> [Work instructions]
Repeat each of the entries below word for word, leaving every line unchanged.

┌──

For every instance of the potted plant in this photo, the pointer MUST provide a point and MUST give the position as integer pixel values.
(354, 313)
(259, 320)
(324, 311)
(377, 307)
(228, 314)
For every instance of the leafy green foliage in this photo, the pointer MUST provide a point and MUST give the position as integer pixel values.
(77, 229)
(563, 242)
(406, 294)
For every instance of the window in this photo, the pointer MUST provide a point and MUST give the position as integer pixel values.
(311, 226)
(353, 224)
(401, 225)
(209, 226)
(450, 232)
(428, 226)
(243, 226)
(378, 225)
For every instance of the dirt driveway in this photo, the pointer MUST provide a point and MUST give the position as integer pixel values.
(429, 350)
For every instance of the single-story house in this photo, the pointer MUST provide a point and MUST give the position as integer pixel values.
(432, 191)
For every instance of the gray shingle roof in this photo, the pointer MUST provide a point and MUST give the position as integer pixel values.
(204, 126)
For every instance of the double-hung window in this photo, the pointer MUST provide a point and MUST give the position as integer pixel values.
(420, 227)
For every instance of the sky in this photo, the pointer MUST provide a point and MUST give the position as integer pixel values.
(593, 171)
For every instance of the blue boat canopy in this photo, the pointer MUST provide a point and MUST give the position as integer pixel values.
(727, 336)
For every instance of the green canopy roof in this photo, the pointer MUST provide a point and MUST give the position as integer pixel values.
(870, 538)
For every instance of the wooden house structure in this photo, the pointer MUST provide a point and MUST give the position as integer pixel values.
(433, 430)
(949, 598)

└──

> [Solution]
For every instance of the potted plant in this photo, the pointer MUST provide a point and MUST give the position as integer pixel values.
(354, 313)
(259, 320)
(324, 311)
(377, 307)
(228, 314)
For every instance of the leafy green foliage in this photo, the pointer MUST provide a point and MUST give the position as integer pixel values.
(77, 229)
(563, 242)
(406, 294)
For every instance of the window in this photo, the pointer MUST provide a point and MUST give the position as integer pixel values.
(311, 226)
(353, 224)
(401, 225)
(209, 226)
(450, 232)
(428, 226)
(243, 226)
(378, 225)
For every instance of the dirt driveway in this photo, the pointer MUST provide a point and MUST give the position as integer pixel values.
(429, 350)
For every instance of the single-story house in this photo, the pointer MUST provide a point and MUST give the position as integer pixel values.
(432, 191)
For every instance of the gray shingle roof in this photo, the pointer MUST provide a point and MUST give the position as integer pixel values.
(204, 126)
For every instance of the double-hung window in this photo, the pointer MUST provide a point and MUST give the position as integer pixel values.
(420, 227)
For every instance of the sky in this photo, the pointer MUST provide a point and MUST give the position as integer pixel values.
(593, 171)
For every instance of the blue boat canopy in this photo, the pointer MUST provide a point and MUST give the position as integer pixel values.
(727, 336)
For every instance of the green canopy roof in this photo, the pointer MUST provide a point and MUST give the position as integer pixel values.
(870, 538)
For every instance of the wooden house structure in this photo, the pointer MUST provide a point and MUST give the position as integer pixel values.
(433, 430)
(949, 598)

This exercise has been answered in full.